### [Job]
Report each line of the material below that contains the word "container".

^^^^^^^^

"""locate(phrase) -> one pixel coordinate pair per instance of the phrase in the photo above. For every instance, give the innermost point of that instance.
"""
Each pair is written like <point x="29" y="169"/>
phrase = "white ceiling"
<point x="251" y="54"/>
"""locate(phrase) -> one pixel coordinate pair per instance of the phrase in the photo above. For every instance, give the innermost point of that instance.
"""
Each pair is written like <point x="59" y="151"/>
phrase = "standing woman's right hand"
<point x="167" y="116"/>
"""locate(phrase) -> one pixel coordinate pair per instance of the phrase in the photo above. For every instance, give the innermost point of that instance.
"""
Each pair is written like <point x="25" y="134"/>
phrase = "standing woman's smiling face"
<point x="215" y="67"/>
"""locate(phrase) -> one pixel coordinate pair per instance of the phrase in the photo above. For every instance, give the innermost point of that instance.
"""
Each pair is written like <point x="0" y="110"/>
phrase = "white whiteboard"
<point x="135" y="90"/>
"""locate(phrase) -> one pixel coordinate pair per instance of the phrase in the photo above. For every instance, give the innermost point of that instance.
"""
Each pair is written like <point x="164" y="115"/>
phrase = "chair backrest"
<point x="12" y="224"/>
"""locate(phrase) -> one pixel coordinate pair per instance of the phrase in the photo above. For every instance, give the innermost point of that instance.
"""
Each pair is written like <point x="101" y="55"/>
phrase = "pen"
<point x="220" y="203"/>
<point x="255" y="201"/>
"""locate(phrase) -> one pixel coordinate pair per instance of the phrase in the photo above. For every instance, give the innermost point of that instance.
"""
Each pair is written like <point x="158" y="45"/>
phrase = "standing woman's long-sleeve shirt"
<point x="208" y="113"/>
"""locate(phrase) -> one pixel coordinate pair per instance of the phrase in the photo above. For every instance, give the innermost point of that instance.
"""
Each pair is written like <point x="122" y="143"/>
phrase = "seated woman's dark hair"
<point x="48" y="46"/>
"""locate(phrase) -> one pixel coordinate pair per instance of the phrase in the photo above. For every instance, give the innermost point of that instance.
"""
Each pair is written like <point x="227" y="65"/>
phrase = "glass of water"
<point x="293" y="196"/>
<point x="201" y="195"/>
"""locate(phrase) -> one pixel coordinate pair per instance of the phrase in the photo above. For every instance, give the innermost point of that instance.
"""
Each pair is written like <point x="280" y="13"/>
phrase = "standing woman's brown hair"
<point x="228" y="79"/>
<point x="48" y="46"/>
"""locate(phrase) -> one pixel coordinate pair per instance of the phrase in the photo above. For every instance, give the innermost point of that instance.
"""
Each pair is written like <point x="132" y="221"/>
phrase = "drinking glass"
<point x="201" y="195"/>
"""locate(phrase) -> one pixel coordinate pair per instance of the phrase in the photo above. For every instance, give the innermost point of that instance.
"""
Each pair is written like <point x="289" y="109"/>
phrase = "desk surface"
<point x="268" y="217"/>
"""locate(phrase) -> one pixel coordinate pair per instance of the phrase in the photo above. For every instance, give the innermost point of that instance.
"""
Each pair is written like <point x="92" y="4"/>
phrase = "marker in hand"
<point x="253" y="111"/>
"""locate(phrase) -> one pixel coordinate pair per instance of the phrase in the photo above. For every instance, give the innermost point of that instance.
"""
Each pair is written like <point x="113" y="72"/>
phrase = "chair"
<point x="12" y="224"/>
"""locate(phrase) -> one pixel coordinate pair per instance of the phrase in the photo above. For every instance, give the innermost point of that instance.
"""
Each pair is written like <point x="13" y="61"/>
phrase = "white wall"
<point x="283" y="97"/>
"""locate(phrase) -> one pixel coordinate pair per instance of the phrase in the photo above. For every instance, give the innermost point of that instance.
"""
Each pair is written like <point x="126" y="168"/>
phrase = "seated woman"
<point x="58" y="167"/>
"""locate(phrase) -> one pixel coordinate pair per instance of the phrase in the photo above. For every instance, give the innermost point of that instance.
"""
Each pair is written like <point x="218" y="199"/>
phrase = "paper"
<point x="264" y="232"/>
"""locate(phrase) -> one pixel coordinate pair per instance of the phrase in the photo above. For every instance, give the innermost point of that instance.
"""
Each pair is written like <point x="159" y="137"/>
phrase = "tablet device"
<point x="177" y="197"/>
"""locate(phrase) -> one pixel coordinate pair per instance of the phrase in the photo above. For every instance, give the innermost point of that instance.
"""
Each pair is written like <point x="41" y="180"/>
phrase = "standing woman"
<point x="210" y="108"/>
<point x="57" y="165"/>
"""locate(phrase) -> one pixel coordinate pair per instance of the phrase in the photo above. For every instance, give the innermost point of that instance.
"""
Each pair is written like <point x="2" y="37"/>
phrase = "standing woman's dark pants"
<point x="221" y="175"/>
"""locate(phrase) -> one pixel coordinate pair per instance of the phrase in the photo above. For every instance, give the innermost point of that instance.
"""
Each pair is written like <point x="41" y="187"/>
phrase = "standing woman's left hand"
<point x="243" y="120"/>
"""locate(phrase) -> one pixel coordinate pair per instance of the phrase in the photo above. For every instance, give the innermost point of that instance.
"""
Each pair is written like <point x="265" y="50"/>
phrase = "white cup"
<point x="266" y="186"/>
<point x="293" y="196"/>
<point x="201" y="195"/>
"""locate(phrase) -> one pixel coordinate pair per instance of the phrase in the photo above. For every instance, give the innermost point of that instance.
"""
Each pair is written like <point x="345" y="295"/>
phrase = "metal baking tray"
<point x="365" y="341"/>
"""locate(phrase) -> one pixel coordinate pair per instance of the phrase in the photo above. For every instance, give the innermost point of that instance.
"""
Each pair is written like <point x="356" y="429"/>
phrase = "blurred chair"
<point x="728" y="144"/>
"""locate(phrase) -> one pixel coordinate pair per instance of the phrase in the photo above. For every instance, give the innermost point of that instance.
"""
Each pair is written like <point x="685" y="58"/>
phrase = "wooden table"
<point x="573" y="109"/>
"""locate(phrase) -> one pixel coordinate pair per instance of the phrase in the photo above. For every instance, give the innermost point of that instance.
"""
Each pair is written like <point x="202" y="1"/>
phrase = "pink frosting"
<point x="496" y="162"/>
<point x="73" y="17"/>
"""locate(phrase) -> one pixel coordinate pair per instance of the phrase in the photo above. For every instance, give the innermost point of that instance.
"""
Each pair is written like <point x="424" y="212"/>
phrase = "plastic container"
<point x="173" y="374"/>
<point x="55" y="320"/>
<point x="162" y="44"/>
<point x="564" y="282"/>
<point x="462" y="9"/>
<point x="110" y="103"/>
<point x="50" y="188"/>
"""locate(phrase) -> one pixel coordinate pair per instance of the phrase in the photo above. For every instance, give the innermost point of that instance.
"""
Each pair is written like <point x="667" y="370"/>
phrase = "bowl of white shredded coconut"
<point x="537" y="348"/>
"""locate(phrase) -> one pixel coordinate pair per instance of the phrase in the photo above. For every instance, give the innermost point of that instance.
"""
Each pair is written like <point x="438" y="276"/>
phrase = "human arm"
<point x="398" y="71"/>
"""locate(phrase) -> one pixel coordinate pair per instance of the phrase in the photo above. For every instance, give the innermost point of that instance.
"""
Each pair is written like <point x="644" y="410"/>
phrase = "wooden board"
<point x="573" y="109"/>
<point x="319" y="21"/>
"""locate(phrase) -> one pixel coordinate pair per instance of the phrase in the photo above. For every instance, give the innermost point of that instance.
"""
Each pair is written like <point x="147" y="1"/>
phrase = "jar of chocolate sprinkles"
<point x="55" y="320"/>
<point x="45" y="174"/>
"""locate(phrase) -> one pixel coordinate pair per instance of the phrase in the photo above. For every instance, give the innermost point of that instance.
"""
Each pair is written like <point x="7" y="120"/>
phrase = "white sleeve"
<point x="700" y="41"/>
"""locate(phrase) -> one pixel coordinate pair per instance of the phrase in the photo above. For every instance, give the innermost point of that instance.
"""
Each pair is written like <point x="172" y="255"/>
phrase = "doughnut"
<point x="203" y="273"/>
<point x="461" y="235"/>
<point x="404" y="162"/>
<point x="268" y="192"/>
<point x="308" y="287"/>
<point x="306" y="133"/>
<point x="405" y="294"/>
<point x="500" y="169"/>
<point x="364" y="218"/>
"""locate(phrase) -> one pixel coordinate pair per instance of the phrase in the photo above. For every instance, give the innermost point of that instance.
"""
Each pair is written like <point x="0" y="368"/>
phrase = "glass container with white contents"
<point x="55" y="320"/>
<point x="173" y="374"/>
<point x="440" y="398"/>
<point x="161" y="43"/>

^^^^^^^^

### [Expected answer]
phrase = "plastic container"
phrase = "glass container with white contents"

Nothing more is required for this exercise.